((

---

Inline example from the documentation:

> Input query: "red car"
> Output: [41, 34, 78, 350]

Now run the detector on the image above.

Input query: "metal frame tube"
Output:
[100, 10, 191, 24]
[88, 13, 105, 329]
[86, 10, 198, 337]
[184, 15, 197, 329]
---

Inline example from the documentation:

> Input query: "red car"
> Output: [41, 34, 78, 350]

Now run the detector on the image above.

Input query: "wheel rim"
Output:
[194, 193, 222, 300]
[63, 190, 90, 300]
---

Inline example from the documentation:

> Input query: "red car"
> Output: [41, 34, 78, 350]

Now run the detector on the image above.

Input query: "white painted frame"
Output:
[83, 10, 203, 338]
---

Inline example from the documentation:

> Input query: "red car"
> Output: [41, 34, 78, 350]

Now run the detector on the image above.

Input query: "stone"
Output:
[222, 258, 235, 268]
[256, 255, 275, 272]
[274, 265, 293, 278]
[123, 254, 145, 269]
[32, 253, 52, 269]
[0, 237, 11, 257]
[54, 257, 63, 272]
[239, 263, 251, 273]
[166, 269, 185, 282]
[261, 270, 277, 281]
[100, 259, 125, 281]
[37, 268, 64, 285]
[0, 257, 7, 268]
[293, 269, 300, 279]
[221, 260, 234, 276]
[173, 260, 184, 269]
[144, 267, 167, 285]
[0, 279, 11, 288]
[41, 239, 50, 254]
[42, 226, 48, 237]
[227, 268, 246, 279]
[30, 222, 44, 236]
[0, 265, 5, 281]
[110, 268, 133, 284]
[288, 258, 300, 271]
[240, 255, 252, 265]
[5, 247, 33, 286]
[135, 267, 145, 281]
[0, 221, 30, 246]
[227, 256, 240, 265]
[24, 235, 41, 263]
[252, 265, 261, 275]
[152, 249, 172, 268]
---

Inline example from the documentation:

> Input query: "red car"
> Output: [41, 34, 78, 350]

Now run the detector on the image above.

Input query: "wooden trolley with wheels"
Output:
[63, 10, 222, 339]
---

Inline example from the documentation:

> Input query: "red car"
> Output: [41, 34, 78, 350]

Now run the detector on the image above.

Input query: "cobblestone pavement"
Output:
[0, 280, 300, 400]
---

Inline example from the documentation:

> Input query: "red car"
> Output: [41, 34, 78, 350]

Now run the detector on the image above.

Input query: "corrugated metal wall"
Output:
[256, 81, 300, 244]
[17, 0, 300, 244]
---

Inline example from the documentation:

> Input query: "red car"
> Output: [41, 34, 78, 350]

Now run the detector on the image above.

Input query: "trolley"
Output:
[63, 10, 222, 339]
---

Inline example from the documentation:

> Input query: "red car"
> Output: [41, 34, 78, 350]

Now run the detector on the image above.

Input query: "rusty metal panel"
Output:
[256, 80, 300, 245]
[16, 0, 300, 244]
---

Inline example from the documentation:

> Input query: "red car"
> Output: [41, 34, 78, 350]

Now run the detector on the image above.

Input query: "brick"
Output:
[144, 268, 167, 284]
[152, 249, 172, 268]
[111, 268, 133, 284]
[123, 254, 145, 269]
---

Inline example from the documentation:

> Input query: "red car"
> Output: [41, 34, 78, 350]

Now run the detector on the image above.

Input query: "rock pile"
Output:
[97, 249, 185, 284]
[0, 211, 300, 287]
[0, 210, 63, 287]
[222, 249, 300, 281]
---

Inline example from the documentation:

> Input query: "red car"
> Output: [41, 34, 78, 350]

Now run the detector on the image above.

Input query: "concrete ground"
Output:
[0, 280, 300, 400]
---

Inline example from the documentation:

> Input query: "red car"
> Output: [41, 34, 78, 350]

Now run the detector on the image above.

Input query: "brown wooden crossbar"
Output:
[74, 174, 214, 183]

))

* TASK GOAL:
Locate each line in the entries above that contains the word "trolley", and copy every such line in full.

* WRITTEN ANSWER:
Input query: "wooden trolley with wheels"
Input query: "trolley"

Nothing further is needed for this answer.